■ INFORMATION SUPPLIED:
======
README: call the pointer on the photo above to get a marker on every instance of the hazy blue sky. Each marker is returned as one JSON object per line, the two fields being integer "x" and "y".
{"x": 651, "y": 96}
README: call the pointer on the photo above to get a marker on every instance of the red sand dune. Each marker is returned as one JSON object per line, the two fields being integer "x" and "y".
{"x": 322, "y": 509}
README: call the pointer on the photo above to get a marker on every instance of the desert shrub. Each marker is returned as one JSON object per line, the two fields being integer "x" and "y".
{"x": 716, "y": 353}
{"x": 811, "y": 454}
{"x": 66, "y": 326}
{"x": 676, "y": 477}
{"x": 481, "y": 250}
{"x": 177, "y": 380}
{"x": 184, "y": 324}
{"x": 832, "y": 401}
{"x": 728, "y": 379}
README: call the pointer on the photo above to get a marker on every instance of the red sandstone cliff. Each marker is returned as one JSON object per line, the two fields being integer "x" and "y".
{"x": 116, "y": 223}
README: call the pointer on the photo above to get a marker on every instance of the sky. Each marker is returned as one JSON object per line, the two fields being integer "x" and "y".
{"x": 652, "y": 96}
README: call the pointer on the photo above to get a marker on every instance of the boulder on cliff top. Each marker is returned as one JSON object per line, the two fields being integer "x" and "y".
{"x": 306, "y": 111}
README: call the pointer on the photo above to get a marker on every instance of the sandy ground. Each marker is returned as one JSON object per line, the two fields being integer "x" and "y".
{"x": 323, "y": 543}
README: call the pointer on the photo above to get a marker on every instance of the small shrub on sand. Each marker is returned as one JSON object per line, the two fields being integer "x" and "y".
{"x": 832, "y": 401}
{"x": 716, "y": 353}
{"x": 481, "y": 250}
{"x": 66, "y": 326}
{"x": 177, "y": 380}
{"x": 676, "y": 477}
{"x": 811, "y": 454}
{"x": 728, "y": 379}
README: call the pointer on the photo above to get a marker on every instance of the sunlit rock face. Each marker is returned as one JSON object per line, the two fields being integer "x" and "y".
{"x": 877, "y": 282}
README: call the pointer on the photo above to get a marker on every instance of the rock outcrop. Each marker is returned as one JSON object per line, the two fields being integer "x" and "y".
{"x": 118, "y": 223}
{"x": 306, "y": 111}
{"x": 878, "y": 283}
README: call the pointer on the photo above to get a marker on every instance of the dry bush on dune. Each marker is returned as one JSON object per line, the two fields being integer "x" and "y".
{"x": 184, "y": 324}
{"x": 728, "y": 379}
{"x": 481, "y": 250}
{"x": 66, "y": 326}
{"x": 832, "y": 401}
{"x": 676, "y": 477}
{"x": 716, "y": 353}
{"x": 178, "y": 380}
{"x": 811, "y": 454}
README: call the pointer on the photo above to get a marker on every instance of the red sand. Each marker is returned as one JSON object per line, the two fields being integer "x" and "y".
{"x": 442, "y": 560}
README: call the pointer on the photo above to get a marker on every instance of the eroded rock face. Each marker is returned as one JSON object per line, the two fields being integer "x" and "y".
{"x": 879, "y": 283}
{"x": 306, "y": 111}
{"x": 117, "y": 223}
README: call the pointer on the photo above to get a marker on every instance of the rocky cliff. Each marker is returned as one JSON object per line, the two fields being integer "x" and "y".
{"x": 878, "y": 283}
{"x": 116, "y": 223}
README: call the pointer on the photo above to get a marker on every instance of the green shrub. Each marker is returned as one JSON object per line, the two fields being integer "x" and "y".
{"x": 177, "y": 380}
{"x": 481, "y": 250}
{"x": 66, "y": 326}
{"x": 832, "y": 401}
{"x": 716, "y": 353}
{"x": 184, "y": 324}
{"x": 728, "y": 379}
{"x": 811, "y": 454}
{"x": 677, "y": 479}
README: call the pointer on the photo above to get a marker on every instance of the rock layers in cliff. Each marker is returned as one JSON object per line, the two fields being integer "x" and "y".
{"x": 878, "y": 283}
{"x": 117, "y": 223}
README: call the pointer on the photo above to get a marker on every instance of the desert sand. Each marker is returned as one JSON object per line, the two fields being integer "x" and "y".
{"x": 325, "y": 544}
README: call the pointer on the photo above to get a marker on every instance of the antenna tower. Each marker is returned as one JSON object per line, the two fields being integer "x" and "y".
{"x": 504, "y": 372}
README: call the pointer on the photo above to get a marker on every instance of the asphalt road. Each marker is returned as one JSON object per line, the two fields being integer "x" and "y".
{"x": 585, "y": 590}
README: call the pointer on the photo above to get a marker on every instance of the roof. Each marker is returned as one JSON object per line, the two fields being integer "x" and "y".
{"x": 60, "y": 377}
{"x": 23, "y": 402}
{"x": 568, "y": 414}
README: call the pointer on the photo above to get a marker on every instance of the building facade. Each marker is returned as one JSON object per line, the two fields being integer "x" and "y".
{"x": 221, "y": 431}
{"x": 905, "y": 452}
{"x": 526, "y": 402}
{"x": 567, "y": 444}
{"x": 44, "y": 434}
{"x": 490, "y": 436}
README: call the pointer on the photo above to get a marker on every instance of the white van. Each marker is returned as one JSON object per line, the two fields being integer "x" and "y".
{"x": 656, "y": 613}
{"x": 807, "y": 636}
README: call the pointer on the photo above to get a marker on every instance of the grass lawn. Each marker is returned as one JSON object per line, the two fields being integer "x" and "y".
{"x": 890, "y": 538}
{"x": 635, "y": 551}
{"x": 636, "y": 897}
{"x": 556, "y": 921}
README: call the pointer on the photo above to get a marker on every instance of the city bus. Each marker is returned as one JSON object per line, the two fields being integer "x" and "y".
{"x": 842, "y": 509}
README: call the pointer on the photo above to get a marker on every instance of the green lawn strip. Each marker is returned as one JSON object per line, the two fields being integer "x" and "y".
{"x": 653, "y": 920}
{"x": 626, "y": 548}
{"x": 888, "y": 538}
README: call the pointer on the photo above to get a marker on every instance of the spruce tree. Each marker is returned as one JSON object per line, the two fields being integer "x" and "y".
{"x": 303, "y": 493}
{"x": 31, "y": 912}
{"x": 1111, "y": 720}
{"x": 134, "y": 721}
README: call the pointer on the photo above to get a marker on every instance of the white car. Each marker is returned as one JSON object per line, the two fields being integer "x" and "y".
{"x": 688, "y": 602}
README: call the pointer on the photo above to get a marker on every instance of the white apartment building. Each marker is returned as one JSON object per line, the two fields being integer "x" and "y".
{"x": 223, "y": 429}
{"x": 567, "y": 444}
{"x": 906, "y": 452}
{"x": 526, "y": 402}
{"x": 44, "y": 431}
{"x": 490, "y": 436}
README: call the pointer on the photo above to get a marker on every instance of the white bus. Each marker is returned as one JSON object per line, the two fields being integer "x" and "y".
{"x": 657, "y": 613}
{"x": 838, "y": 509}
======
■ TASK OBJECTIVE:
Transcribe the entries above exactly.

■ RESULT:
README: call the pointer on the photo above to get a marker on every instance of the hazy blue sky. Each marker is returned as one JSON object per line, the two fields being integer "x" and "y".
{"x": 651, "y": 96}
README: call the pointer on the photo above to get a marker on every instance of the red sand dune. Each marker is returned as one JSON object per line, the two fields being integer "x" and "y".
{"x": 322, "y": 509}
README: call the pointer on the photo above to get a marker on every instance of the desert shrub. Each marker is returned as one JSON object per line, the two fields being integer "x" and "y".
{"x": 716, "y": 353}
{"x": 811, "y": 454}
{"x": 66, "y": 326}
{"x": 676, "y": 477}
{"x": 481, "y": 250}
{"x": 177, "y": 380}
{"x": 184, "y": 324}
{"x": 832, "y": 401}
{"x": 728, "y": 379}
README: call the pointer on the photo above to get a marker on every instance of the red sandstone cliff. Each marker is returned as one JSON object per line, the two fields being integer "x" and "y".
{"x": 116, "y": 223}
README: call the pointer on the photo above to get a marker on every instance of the sky. Each marker is returned as one JSON object per line, the two fields being integer "x" and "y".
{"x": 652, "y": 96}
README: call the pointer on the photo above to get a marker on every instance of the boulder on cliff top. Each marker is returned as one JSON object per line, the two fields being integer "x" and "y".
{"x": 306, "y": 111}
README: call the pointer on the photo above to get a marker on every instance of the sandy ground. Each marker is returned as one JSON object per line, the two fields being integer "x" and "y".
{"x": 323, "y": 543}
README: call the pointer on the photo above to get a marker on every instance of the small shrub on sand. Each marker is returned as one JSON object per line, the two fields being integer "x" and "y".
{"x": 832, "y": 401}
{"x": 716, "y": 353}
{"x": 481, "y": 250}
{"x": 66, "y": 326}
{"x": 177, "y": 380}
{"x": 676, "y": 477}
{"x": 811, "y": 454}
{"x": 728, "y": 379}
README: call the pointer on the photo above to get a marker on every instance of the sunlit rock face. Each marker is returned as one JSON object per line, the two fields being integer "x" and "y".
{"x": 877, "y": 282}
README: call the pointer on the photo above to get a marker on every instance of the rock outcrop. Each marker is returned as one JSON object per line, the two fields being integer "x" and "y".
{"x": 118, "y": 223}
{"x": 306, "y": 111}
{"x": 878, "y": 283}
README: call the pointer on the photo above to get a marker on every instance of the dry bush on dune. Each marker is returned as one JSON object per line, the two fields being integer "x" and "y".
{"x": 184, "y": 324}
{"x": 728, "y": 379}
{"x": 481, "y": 250}
{"x": 66, "y": 326}
{"x": 832, "y": 401}
{"x": 676, "y": 477}
{"x": 716, "y": 353}
{"x": 178, "y": 380}
{"x": 811, "y": 454}
README: call the pointer on the photo above to get a marker on every instance of the red sand. Each marker is returned as one JSON object per line, the two fields being integer "x" and "y".
{"x": 442, "y": 560}
README: call the pointer on the photo above to get a marker on every instance of the eroded rock face. Each marker is returned as one JSON object per line, the two fields being integer "x" and "y".
{"x": 879, "y": 283}
{"x": 306, "y": 111}
{"x": 117, "y": 223}
README: call the pointer on the photo above to get a marker on every instance of the rocky cliff. Each marker is returned as one JSON object per line, the two fields being integer "x" and "y".
{"x": 878, "y": 283}
{"x": 116, "y": 223}
README: call the pointer on the photo above to get a marker on every instance of the green shrub. Each marker is returned as one JSON object per line, the two fields being integer "x" and "y".
{"x": 177, "y": 380}
{"x": 481, "y": 250}
{"x": 66, "y": 326}
{"x": 832, "y": 401}
{"x": 716, "y": 353}
{"x": 184, "y": 324}
{"x": 728, "y": 379}
{"x": 811, "y": 454}
{"x": 677, "y": 479}
README: call the pointer on the photo above to get a marker on every instance of the rock layers in cliff. Each marker is returned as one JSON object per line, the two fields being integer "x" and "y".
{"x": 878, "y": 283}
{"x": 117, "y": 223}
README: call the pointer on the photo above to get a marker on every instance of the desert sand. Each marker is returned as one JSON object per line, the two fields being integer "x" and "y".
{"x": 325, "y": 544}
README: call the pointer on the photo above to get a marker on every instance of the antenna tower. Each marker is returned as one JSON object per line, the two fields being integer "x" and "y".
{"x": 504, "y": 372}
README: call the pointer on the photo above to get a marker on every instance of the asphalt road. Each marker is returned as one JSON object per line, the two fields being integer "x" and "y".
{"x": 585, "y": 590}
README: call the pointer on the photo above to get a marker on every instance of the roof. Each marker is returned as one JSON object per line, the two fields being integer "x" and "y".
{"x": 60, "y": 377}
{"x": 23, "y": 402}
{"x": 568, "y": 414}
README: call the pointer on the photo above to get a marker on every instance of the building facade. Each marker is returned as one JSON object per line, the two fields being integer "x" and "y".
{"x": 221, "y": 431}
{"x": 905, "y": 452}
{"x": 526, "y": 402}
{"x": 567, "y": 444}
{"x": 44, "y": 434}
{"x": 490, "y": 436}
README: call the pointer on the photo above to get a marker on every instance of the white van. Each marker is returned as one JSON object per line, the two fields being integer "x" and "y".
{"x": 656, "y": 613}
{"x": 807, "y": 636}
README: call the pointer on the photo above to get a marker on every instance of the grass lawn. Each marker is returned as one JSON object per line, the two fields being integer "x" and "y".
{"x": 890, "y": 538}
{"x": 635, "y": 551}
{"x": 636, "y": 897}
{"x": 556, "y": 921}
README: call the pointer on the photo above to get a marker on every instance of the city bus. Each marker is returned as one JSON object per line, the two fields being integer "x" and "y".
{"x": 842, "y": 509}
README: call the pointer on the photo above to get a marker on every instance of the green lawn strip. Each marker is returned as one JSON object per line, the two fields being integer "x" and "y".
{"x": 653, "y": 920}
{"x": 626, "y": 548}
{"x": 888, "y": 538}
README: call the pointer on the photo above to get a marker on every instance of the spruce tree. Each marker is returned as one JSON object per line, the two fields being integer "x" and "y".
{"x": 303, "y": 493}
{"x": 31, "y": 912}
{"x": 1111, "y": 720}
{"x": 134, "y": 721}
README: call the pointer on the photo above to get a marker on every instance of the white car. Each marker is returned as one JSON object per line, the two fields being integer "x" and "y".
{"x": 688, "y": 602}
README: call the pointer on the photo above to get a marker on every instance of the white apartment building. Each marker is returned as one JSON object per line, the two fields being integer "x" and "y".
{"x": 223, "y": 429}
{"x": 567, "y": 444}
{"x": 906, "y": 452}
{"x": 526, "y": 402}
{"x": 44, "y": 431}
{"x": 490, "y": 436}
README: call the pointer on the photo above to get a marker on every instance of the white bus. Each marker is returned as one JSON object per line, the two fields being integer "x" and "y".
{"x": 657, "y": 613}
{"x": 838, "y": 509}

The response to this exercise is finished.